THE TASK
Search the records for "building". Copy every line where it appears.

══════════

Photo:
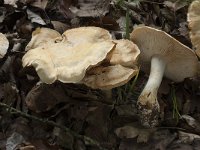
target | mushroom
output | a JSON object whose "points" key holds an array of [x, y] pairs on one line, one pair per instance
{"points": [[41, 37], [109, 77], [4, 44], [120, 66], [168, 58], [68, 59], [194, 21]]}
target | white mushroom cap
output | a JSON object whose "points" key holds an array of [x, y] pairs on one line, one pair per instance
{"points": [[41, 37], [194, 24], [181, 61], [67, 61], [108, 77]]}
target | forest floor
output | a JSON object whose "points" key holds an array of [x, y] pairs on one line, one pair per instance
{"points": [[74, 117]]}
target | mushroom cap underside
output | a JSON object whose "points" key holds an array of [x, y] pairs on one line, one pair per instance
{"points": [[181, 61], [108, 77]]}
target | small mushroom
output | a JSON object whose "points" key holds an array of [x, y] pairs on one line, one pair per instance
{"points": [[68, 59], [193, 18], [41, 37], [4, 44], [168, 58]]}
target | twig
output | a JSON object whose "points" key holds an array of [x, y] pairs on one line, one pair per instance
{"points": [[87, 140]]}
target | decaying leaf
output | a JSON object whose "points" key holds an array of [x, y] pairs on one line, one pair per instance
{"points": [[3, 45], [90, 8], [41, 37], [194, 21], [128, 131], [35, 18]]}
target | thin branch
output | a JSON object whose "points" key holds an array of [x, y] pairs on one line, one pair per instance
{"points": [[87, 140]]}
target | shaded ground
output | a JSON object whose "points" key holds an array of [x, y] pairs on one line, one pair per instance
{"points": [[53, 109]]}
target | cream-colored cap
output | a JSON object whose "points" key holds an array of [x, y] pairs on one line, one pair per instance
{"points": [[108, 77], [68, 59], [181, 61], [125, 53]]}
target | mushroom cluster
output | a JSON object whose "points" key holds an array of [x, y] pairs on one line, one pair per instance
{"points": [[85, 55], [166, 57]]}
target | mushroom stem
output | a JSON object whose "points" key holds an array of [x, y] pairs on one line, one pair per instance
{"points": [[148, 105]]}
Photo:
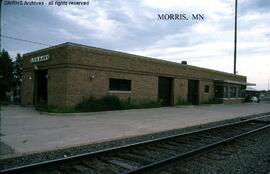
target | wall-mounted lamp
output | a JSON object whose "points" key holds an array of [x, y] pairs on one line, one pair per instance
{"points": [[92, 77]]}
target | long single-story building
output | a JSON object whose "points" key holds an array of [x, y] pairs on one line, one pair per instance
{"points": [[65, 74]]}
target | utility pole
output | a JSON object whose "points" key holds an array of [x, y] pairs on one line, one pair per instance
{"points": [[235, 38]]}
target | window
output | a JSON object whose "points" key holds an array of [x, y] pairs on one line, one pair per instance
{"points": [[206, 88], [119, 85], [232, 92], [219, 91], [226, 92]]}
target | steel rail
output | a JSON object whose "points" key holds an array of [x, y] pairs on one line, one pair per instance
{"points": [[192, 153], [58, 161]]}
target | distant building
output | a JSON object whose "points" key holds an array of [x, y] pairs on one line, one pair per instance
{"points": [[63, 75]]}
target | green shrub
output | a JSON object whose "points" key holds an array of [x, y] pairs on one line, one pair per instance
{"points": [[106, 103]]}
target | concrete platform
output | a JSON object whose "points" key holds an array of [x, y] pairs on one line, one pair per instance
{"points": [[25, 130]]}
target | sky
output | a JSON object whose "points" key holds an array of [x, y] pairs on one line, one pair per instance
{"points": [[133, 26]]}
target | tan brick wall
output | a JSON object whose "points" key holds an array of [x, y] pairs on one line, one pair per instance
{"points": [[70, 67], [80, 86], [57, 82], [205, 97]]}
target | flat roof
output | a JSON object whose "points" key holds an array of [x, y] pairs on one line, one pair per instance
{"points": [[234, 82], [126, 54]]}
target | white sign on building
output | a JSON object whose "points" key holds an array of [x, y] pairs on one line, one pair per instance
{"points": [[40, 58]]}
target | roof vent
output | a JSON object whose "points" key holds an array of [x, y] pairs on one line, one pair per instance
{"points": [[184, 62]]}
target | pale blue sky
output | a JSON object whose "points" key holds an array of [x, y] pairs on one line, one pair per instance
{"points": [[132, 26]]}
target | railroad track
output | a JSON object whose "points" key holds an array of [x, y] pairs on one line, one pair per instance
{"points": [[149, 155]]}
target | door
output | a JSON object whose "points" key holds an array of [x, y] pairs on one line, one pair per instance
{"points": [[165, 91], [40, 94], [193, 92]]}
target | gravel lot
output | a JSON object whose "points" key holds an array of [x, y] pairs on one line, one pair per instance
{"points": [[247, 155]]}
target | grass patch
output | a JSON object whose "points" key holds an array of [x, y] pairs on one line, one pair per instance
{"points": [[106, 103]]}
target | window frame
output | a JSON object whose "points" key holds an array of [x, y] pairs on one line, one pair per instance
{"points": [[119, 85]]}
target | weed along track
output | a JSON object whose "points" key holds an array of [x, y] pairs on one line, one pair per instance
{"points": [[151, 155]]}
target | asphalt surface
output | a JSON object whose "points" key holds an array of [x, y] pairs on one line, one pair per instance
{"points": [[26, 131]]}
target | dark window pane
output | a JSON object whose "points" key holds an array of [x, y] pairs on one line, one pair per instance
{"points": [[232, 92], [206, 89], [120, 85]]}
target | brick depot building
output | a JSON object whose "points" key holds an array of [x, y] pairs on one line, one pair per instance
{"points": [[63, 75]]}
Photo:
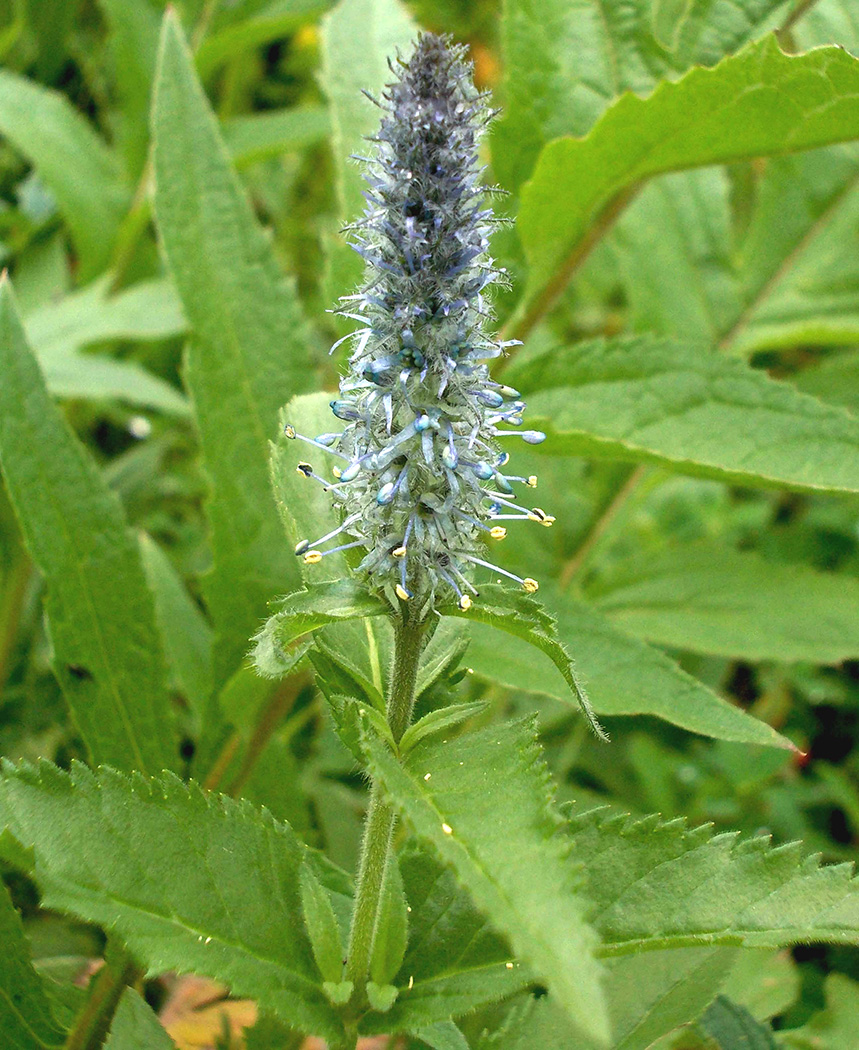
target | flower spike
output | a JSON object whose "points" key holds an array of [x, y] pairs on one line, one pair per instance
{"points": [[421, 480]]}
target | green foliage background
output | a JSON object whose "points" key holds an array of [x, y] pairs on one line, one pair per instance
{"points": [[683, 182]]}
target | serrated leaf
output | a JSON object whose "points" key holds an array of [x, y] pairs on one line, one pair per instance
{"points": [[658, 400], [190, 882], [731, 1027], [758, 102], [106, 649], [660, 885], [71, 160], [455, 961], [439, 720], [708, 597], [565, 62], [321, 924], [307, 611], [135, 1027], [248, 353], [521, 615], [133, 40], [836, 380], [833, 1028], [485, 809], [262, 135], [306, 509], [25, 1017], [624, 675], [391, 931]]}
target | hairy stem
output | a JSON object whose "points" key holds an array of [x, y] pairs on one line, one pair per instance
{"points": [[93, 1022], [380, 816], [573, 566]]}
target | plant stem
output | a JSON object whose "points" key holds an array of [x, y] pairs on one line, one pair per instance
{"points": [[92, 1023], [380, 816], [601, 526]]}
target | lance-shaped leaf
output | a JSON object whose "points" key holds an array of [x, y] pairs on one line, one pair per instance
{"points": [[190, 882], [756, 103], [72, 161], [135, 1027], [483, 803], [566, 61], [624, 675], [662, 401], [25, 1017], [657, 885], [307, 611], [710, 599], [248, 352], [106, 648], [521, 615]]}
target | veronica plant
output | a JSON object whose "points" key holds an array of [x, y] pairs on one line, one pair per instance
{"points": [[207, 819], [422, 477]]}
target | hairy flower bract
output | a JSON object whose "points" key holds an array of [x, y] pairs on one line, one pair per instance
{"points": [[421, 475]]}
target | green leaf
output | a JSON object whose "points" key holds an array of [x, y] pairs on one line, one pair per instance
{"points": [[836, 380], [792, 279], [444, 1035], [25, 1016], [262, 135], [391, 932], [321, 924], [566, 61], [190, 882], [485, 809], [522, 616], [72, 162], [756, 103], [186, 635], [711, 599], [799, 280], [248, 352], [656, 885], [624, 675], [133, 41], [135, 1027], [439, 720], [308, 610], [656, 400], [358, 39], [278, 18], [306, 509], [106, 648], [731, 1027], [455, 962], [833, 1028]]}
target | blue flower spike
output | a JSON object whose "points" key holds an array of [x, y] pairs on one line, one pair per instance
{"points": [[421, 479]]}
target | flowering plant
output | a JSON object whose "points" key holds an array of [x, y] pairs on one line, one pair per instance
{"points": [[396, 822]]}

══════════

RESPONSE
target | long single-story building
target | distant building
target | white sign on building
target | brick depot building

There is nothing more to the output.